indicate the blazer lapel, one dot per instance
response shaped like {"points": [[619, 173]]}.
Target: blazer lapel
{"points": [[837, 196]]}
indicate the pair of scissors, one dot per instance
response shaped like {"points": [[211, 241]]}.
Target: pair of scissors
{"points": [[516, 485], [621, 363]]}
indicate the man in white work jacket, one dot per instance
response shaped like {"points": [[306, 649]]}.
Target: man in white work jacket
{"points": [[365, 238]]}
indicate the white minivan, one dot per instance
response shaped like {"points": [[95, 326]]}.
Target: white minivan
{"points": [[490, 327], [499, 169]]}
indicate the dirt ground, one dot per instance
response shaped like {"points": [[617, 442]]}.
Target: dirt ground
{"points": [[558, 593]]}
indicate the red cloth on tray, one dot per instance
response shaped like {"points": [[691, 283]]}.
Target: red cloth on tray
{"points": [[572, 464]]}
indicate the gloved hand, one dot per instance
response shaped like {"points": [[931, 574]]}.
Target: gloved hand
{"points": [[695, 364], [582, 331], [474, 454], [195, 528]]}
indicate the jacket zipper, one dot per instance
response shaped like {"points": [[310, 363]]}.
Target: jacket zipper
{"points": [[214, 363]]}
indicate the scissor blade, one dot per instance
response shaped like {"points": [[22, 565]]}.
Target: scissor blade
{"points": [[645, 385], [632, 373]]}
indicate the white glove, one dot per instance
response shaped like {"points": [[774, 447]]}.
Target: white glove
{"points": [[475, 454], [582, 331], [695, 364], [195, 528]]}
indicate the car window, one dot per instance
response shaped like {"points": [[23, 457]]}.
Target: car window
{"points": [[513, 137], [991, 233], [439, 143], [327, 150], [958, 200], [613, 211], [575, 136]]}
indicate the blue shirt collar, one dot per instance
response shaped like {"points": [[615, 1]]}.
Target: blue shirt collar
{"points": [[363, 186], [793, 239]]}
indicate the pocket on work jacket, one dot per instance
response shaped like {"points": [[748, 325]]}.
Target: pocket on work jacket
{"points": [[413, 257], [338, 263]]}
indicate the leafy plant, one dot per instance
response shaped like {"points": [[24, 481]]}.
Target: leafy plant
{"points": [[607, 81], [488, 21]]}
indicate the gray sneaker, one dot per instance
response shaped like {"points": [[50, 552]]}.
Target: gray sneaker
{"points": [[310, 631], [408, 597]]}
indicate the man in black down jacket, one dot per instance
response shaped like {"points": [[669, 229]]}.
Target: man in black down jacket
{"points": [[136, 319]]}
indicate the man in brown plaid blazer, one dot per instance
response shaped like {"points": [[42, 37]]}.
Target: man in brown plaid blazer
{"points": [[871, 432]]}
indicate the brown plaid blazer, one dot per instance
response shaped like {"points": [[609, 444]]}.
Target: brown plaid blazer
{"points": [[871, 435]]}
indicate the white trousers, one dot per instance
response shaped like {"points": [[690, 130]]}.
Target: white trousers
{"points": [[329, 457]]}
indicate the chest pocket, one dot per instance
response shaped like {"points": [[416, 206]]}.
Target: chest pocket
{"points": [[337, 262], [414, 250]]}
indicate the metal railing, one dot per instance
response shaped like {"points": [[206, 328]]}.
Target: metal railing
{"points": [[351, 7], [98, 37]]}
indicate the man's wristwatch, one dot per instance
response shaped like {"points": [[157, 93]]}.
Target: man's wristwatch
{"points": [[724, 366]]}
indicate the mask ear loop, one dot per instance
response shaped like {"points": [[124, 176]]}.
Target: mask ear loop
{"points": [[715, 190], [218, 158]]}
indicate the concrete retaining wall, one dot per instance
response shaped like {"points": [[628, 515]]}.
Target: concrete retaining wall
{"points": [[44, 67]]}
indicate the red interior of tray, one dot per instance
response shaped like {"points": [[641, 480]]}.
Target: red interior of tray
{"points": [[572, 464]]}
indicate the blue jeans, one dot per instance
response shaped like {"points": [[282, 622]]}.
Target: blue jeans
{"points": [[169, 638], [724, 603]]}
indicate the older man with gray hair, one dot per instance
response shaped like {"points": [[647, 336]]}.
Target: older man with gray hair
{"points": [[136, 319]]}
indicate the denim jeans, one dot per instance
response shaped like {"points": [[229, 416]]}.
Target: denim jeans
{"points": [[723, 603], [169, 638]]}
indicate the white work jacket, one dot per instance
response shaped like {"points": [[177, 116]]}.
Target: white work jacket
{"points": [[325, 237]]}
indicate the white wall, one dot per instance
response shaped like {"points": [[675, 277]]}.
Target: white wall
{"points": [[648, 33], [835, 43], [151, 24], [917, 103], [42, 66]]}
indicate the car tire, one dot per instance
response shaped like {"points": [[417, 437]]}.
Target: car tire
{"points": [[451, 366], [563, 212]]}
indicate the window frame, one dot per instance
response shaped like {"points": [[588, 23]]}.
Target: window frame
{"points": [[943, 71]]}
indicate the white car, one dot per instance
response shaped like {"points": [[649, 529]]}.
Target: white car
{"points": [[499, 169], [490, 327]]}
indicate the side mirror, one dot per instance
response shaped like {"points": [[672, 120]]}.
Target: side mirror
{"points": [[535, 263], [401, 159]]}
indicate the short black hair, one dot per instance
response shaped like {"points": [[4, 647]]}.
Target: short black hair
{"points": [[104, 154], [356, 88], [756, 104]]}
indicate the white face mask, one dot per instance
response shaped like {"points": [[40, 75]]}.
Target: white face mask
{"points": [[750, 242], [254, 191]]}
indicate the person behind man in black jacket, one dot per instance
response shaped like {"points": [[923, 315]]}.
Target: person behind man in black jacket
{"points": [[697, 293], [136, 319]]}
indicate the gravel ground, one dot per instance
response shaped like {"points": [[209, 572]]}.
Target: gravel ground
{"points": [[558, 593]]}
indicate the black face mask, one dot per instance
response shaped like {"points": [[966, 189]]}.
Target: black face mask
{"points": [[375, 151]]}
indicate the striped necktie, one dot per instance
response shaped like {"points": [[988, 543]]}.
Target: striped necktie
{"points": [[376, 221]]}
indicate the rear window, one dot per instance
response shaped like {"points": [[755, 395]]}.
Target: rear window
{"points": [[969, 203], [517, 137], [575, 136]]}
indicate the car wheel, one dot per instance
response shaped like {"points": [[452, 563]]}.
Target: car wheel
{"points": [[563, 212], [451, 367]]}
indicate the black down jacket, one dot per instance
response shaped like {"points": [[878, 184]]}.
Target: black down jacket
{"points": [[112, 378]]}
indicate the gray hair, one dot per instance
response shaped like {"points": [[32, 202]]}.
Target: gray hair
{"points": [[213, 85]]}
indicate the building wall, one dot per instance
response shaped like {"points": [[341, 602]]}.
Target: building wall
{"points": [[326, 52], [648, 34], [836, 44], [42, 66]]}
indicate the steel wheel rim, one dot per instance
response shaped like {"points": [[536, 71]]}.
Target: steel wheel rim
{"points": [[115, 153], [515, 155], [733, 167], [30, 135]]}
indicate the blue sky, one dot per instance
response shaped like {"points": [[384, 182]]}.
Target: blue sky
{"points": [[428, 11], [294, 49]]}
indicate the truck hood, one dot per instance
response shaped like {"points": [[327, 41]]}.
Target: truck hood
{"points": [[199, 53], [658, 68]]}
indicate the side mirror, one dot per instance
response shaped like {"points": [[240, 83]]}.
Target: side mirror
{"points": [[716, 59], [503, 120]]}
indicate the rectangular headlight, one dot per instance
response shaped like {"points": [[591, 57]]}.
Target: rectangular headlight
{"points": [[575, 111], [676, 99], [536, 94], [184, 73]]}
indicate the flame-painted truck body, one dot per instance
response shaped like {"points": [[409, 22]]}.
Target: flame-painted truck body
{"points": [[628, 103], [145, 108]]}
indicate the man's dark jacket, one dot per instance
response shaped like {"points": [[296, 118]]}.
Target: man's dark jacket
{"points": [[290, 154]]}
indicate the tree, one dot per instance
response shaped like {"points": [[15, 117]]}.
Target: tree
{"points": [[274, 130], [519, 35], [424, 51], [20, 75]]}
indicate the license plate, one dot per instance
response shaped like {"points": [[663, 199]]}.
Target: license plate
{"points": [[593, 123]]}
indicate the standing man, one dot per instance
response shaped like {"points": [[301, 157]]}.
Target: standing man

=-=-=-=-=

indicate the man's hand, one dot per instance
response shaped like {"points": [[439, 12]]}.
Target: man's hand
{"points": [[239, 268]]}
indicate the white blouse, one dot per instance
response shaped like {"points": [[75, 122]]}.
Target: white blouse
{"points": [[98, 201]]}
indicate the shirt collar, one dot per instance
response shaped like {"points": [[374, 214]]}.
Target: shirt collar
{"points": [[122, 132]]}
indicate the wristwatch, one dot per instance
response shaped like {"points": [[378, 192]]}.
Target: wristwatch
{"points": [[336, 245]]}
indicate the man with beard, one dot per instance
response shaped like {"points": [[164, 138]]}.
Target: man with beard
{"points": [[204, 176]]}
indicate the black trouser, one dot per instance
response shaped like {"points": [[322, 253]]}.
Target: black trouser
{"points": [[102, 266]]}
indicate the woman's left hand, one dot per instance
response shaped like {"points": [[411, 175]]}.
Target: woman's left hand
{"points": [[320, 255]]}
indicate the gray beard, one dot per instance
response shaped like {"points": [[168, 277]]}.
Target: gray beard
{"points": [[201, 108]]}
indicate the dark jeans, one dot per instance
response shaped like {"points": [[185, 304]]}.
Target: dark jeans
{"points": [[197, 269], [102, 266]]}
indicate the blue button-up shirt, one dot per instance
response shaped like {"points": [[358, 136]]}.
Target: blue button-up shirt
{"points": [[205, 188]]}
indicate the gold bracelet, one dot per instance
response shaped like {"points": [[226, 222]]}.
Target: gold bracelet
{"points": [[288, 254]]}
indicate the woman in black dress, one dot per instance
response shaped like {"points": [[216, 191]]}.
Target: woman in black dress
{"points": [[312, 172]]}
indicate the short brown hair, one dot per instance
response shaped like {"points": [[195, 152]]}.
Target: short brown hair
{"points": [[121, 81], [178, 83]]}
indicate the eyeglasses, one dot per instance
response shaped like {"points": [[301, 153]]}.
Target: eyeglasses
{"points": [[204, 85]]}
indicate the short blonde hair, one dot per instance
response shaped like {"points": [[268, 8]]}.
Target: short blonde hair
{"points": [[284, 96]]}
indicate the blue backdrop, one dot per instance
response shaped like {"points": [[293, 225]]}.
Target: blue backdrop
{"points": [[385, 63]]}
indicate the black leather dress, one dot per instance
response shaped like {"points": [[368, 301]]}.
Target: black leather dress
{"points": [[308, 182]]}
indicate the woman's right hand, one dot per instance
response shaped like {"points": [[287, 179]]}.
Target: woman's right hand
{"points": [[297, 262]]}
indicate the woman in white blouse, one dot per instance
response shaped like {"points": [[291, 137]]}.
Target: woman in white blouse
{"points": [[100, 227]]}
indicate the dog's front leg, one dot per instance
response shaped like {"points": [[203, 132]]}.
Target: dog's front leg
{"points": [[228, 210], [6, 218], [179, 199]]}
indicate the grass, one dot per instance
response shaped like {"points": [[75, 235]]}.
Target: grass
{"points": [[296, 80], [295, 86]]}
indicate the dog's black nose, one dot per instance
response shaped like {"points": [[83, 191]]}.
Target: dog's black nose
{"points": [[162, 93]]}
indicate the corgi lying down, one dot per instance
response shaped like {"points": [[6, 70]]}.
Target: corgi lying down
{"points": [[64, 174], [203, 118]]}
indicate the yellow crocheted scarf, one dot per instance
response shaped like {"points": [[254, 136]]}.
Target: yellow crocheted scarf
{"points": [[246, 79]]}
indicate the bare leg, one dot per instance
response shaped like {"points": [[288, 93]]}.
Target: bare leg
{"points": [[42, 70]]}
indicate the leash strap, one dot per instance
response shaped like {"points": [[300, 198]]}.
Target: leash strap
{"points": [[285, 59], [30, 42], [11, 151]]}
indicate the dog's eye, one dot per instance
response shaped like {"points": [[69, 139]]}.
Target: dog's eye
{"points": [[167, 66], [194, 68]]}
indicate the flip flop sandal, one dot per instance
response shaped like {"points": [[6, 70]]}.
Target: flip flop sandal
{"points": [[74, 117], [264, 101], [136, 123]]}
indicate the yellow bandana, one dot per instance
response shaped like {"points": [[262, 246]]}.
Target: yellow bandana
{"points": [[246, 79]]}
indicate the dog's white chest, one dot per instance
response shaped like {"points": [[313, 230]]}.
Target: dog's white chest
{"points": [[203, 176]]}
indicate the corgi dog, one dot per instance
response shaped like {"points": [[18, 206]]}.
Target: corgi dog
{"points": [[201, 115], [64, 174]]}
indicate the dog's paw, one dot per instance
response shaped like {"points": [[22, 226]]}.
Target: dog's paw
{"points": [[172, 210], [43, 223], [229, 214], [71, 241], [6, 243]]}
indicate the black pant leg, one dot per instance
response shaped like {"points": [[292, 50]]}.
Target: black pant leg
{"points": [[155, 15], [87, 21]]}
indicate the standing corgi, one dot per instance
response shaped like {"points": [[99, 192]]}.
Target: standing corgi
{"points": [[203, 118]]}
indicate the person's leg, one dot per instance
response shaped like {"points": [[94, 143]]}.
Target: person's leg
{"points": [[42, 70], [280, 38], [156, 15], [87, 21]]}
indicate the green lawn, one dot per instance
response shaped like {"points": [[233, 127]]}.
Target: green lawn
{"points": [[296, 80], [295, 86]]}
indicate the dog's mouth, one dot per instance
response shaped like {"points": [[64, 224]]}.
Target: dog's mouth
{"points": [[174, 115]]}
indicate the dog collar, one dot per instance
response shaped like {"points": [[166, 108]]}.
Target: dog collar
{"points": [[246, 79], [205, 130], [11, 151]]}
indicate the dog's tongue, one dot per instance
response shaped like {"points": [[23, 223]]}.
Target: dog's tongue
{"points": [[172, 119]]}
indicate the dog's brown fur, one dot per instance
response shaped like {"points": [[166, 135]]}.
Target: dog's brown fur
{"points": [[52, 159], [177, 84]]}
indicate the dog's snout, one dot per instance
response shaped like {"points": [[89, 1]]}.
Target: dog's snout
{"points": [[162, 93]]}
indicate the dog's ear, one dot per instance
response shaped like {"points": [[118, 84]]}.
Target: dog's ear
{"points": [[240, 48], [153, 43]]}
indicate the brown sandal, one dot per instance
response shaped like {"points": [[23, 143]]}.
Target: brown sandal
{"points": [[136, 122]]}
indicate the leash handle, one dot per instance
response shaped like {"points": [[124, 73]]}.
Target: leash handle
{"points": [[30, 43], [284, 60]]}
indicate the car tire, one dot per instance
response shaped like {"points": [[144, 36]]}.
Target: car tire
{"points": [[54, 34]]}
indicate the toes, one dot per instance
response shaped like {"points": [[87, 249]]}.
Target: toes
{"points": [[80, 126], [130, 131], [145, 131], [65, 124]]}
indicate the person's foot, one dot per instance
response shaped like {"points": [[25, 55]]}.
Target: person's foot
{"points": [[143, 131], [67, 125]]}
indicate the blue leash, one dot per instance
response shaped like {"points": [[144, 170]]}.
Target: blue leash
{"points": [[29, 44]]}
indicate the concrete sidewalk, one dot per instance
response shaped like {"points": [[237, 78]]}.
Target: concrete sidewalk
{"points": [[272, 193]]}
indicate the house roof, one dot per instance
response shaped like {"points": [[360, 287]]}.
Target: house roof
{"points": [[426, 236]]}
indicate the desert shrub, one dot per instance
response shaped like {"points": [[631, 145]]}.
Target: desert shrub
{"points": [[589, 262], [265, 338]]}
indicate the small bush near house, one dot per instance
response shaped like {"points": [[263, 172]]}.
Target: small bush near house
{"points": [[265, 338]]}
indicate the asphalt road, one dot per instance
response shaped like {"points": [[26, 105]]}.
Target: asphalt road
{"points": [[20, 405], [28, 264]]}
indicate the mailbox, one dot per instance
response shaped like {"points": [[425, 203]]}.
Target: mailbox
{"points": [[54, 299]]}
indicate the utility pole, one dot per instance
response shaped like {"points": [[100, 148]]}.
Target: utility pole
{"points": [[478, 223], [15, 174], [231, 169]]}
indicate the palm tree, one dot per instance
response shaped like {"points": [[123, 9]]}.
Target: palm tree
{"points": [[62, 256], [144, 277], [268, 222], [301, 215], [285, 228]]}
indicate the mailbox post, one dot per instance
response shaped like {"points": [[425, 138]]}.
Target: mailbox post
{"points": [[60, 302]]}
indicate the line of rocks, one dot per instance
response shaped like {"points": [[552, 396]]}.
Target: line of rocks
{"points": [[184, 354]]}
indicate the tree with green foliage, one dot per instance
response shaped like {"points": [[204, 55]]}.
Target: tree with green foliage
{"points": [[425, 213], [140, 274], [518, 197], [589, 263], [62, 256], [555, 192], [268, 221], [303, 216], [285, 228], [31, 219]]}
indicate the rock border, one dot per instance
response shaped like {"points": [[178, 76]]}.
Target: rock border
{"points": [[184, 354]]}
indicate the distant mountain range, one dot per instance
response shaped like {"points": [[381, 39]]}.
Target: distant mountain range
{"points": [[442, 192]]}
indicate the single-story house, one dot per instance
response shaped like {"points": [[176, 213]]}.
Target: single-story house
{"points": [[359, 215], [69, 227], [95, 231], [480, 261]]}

=-=-=-=-=

▶ **Prompt**
Copy out every line above that contains the word "with", treating uppercase and lowercase as different.

▶ **Right answer**
indicate the older man with gray hair, one dot per instance
Target: older man with gray hair
indicate the man with beard, one dot per instance
Target: man with beard
indicate the tree with green foliage, one dot per instance
Target: tree with green foliage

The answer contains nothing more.